Which lines in the rows below contain the word "white"? List every such line in full, copied character for character.

Data provided:
- - -
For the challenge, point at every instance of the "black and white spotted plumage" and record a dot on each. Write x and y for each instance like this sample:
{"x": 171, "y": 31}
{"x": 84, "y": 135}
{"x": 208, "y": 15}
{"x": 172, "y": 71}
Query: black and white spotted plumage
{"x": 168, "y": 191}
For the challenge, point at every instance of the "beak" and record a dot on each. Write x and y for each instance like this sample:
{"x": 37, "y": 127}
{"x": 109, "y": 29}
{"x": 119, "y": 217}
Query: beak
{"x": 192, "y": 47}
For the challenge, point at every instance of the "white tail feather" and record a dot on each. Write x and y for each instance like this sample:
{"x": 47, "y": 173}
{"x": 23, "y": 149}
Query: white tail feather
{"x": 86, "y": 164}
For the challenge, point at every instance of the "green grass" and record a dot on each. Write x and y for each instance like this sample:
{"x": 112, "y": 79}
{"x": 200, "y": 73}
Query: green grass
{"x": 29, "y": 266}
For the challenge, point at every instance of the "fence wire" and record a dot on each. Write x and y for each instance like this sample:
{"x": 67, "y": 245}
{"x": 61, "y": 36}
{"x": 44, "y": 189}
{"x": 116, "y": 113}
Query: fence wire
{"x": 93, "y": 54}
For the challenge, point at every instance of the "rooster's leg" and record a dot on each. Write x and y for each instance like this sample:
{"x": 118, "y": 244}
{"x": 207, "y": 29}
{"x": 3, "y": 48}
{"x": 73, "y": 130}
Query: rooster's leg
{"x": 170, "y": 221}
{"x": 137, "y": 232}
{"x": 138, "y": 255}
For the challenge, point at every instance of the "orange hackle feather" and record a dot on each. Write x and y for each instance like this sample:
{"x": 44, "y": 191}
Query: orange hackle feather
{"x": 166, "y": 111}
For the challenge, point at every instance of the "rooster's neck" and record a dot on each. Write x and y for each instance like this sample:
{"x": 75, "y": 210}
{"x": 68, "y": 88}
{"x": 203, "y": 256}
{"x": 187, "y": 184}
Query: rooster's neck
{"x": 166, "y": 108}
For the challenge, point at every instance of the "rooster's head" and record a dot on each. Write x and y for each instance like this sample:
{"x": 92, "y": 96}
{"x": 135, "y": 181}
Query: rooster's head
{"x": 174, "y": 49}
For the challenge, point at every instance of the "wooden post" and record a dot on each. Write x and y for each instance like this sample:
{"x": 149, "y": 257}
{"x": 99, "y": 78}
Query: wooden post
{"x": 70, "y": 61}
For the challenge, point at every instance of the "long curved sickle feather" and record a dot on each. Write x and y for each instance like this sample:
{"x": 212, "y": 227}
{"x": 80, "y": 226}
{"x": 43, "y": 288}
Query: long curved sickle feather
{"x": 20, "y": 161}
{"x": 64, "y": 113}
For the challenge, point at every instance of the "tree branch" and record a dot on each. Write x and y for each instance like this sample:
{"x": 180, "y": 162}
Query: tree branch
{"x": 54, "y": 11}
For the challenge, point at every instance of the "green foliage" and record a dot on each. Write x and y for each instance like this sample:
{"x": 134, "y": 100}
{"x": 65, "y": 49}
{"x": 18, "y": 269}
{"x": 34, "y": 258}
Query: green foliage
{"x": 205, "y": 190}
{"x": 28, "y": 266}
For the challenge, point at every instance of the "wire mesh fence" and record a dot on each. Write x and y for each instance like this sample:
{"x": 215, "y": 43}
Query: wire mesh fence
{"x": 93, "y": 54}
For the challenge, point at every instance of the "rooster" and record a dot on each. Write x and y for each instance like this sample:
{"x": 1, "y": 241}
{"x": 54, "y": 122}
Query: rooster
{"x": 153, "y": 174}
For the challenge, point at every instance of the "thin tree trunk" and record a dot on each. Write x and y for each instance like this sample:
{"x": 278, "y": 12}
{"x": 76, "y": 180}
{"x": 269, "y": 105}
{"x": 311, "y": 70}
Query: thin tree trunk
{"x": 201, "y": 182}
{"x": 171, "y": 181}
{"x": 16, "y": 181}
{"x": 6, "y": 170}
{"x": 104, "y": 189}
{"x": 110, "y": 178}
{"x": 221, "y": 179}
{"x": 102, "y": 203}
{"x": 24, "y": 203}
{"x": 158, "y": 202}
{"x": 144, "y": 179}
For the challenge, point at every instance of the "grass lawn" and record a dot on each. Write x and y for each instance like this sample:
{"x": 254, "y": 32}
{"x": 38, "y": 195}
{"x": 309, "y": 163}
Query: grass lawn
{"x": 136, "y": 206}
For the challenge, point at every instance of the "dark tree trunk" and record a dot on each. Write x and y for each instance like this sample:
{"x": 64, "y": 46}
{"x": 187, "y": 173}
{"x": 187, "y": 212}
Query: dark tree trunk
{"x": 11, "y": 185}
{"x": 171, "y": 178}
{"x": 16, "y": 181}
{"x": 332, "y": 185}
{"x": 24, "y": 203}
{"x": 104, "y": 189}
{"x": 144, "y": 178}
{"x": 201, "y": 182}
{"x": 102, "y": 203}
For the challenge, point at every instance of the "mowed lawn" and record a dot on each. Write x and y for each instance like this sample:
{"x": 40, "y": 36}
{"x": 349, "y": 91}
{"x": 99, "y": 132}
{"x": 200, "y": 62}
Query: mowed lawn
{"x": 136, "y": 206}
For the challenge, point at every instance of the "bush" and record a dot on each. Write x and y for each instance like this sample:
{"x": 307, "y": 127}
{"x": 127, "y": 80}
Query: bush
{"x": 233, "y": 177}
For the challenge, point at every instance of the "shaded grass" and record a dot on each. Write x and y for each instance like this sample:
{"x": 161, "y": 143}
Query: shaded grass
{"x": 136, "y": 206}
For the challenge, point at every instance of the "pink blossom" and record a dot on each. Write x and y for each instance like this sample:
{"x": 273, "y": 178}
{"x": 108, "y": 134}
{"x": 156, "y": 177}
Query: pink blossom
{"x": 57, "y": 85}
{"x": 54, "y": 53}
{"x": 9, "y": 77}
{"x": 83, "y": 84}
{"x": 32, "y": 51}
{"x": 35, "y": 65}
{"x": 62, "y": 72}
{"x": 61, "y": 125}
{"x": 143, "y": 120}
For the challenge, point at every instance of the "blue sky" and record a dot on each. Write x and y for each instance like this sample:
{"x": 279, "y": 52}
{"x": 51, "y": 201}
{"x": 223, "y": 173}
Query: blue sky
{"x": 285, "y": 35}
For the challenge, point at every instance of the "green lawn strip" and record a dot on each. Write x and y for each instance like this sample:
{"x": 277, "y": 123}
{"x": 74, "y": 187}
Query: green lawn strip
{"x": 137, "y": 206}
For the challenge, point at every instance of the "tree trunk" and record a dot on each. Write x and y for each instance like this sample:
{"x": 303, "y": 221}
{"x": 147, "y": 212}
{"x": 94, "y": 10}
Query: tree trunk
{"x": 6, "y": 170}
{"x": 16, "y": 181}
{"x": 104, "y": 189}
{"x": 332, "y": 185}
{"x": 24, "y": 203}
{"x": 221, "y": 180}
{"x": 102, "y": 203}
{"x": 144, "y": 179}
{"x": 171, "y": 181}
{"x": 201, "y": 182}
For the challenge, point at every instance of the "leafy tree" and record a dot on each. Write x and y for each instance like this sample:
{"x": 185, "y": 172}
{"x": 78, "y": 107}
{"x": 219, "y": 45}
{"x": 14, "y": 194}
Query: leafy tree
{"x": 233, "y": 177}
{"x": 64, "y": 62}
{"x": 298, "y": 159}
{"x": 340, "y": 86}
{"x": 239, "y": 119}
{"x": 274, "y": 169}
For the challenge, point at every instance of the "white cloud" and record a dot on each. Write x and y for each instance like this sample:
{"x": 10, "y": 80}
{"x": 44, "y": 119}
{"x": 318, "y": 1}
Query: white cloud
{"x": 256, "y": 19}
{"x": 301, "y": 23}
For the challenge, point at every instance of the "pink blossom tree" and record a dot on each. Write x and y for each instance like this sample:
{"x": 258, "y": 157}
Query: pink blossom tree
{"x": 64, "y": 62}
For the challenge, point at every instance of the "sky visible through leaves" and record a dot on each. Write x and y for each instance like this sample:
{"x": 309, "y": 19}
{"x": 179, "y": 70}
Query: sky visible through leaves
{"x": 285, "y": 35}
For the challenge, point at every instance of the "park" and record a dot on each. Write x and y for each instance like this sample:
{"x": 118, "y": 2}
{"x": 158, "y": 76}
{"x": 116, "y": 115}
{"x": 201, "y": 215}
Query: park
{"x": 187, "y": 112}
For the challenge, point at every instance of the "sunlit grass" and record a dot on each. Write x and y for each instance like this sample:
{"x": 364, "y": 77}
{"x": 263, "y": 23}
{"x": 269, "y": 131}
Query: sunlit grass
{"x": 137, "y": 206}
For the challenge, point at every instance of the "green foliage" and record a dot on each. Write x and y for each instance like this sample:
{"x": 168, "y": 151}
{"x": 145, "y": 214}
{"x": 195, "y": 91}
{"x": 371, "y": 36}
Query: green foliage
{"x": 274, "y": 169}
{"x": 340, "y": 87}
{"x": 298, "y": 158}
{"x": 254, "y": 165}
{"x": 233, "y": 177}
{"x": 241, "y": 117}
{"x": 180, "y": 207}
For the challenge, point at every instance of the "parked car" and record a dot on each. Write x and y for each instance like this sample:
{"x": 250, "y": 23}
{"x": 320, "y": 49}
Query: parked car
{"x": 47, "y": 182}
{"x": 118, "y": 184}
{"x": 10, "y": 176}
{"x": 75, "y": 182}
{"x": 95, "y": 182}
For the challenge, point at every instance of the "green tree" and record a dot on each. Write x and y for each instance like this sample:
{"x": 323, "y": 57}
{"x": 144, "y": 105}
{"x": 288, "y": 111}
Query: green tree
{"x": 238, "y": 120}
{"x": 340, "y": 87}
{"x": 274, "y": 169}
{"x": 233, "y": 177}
- - -
Exercise solution:
For the challenge, point at every instance of the "black and white spotted plumage" and record a dot on each. Write x and y for each instance like this sample:
Query: black and white spotted plumage
For the challenge, point at every instance of the "white tail feather" and record a dot on each. Write x and y for each instance like this sample:
Query: white tail feather
For the challenge, point at every instance of the "white cloud" and record a dot on each. Write x and y for each instance like this sample:
Query: white cloud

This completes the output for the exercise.